• _TUGAS YANG DIKERJAKAN_
1 - Menurut teks sumber, kitab ini diasumsikan sebagai ringkasan dari kitab apa?
2 - Tuliskan lanjutan teks sumber tentang periwayatan dalam kitab tafsir itu, dimulai setelah kalimat terakhirnya.
### TEKS SUMBER
Ia hanya mecantumkan riwayat-riwayat[8] yang diawali kata akhraja dilanjutkan dengan hadits atau kata akhraja diikuti sepintas nama kitab atau pengarang kitab yang dirujuk kemudian riwayat yang berisi penjelasan terhadap ayat yang terkait tanpa menjelaskan sahih atau da’if-nya riwayat tersebut. Namun dilihat dari sisi periwayatan, dengan asumsi bahwa kitab ini adalah mukhtasar (ringkasan) dari kitab Tarjuman al-Qur’an yang dipotong sanadnya, dengan alasan untuk memudahkan pembaca sebagaimana yang ditulis oleh az-Zahabi, maka dimungkinkan bahwa sanad lengkap dan kualitasnya dapat ditemui pada kitab tersebut.
######
### DATA TERSIMPAN
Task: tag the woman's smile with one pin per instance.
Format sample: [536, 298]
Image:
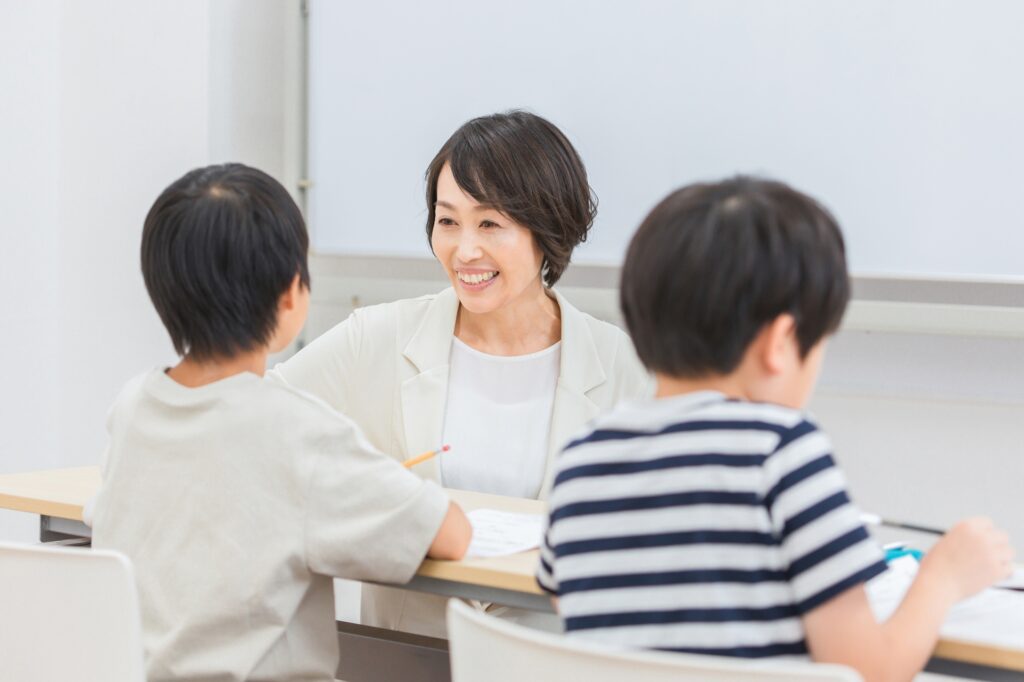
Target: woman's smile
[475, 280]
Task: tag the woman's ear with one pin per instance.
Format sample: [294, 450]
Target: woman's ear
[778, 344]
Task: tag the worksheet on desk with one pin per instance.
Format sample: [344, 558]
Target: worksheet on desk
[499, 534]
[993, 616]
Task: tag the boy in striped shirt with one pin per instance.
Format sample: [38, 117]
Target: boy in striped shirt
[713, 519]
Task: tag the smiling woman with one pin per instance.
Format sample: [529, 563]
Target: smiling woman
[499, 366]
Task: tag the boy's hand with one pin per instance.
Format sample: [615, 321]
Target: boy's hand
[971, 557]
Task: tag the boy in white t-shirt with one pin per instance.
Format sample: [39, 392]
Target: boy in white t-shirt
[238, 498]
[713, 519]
######
### DATA TERSIMPAN
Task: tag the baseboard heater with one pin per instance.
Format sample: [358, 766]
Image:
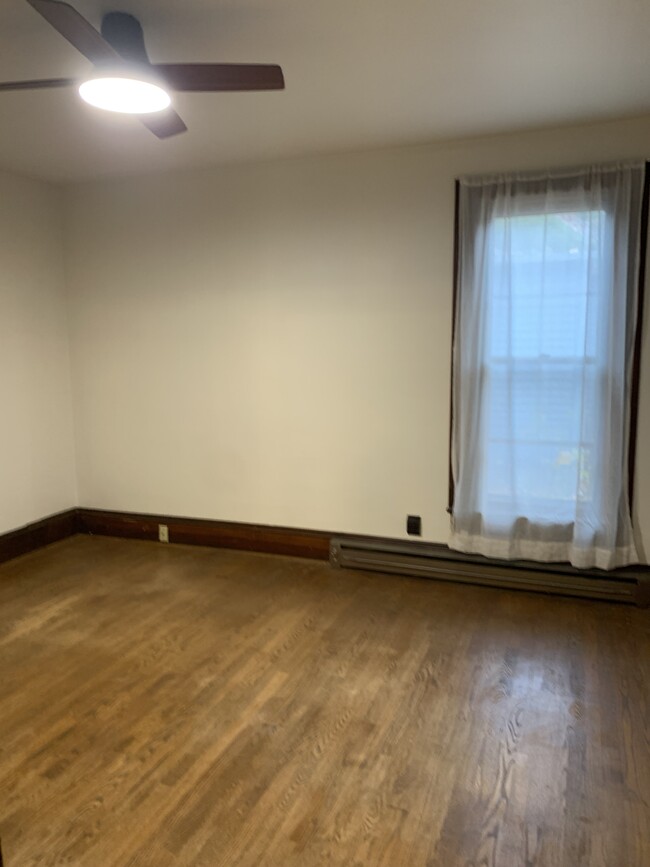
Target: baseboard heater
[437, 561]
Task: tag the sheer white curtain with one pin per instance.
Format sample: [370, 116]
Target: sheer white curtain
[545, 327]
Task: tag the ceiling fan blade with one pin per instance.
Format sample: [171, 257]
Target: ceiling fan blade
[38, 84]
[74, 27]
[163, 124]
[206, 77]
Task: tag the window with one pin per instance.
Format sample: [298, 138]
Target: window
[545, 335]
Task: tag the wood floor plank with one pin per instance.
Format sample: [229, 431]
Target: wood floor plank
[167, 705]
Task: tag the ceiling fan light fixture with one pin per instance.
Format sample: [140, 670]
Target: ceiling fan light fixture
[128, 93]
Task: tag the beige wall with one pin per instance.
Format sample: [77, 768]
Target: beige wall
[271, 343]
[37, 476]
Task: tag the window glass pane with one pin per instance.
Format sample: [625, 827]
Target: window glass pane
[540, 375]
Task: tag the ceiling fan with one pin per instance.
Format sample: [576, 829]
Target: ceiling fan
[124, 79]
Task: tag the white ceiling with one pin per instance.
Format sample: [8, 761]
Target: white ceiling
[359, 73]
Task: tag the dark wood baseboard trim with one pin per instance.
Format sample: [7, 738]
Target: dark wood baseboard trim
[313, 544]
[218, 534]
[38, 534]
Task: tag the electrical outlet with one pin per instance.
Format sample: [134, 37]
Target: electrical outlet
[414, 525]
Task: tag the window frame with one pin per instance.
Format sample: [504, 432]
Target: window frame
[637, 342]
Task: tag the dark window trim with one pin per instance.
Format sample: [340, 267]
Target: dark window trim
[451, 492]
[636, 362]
######
• _JAWABAN TIAP TUGAS_
1 - Kitab ini diasumsikan sebagai ringkasan dari kitab Tarjuman al-Qur’an.

2 -
Menurut penulis, adalah sebuah ciri khas yang jarang ditemukan dalam karya-karya kitab tafsir lain, bahwa secara konsisten as-Suyuti menggunakan riwayat-riwayat yang terkait tanpa sedikit pun ijtihad pribadi. Meskipun secara lahir tidak ada sedikit pun penggunaan ra’y, suatu tafsir akan mencerminkan keterbatasan kemampuan penafsirnya dan tidak akan terlepas dari subyektifitas dirinya sendiri. Ketika seseorang menafsirkan sebuah ayat, dalam benaknya juga hadir sekian banyak subyek sebagai rujukannya.[9]

Karena tafsir ini tergolong tafsir bil-ma’sur dengan menggunakan riwayat Nabi dan shahabat yang langsung menjelaskan hal-hal yang terkait dengan ayat-ayat al-Qur’an, lebih jauh dapat dikatakan bahwa as-Suyuti hanya berperan sebagai penghimpun riwayat dan tidak berperan aktif (passif) maka relatif sulit bagi penulis untuk memberikan penilaian. Namun beberapa hal yang patut untuk mendapat kritikan adalah adalah sebagai berikut:

Pertama, secara keseluruhan, tidak ditemukannya kelengkapan sanad yang dapat memperkuat riwayat yang disampaikan[10] meskipun pada setiap awal riwayat terdapat rujukan singkat seperti nama ulama dan kitab-nya yang memang terkenal seperti yang diakui as-Suyuti dalam muqoddimah kitab.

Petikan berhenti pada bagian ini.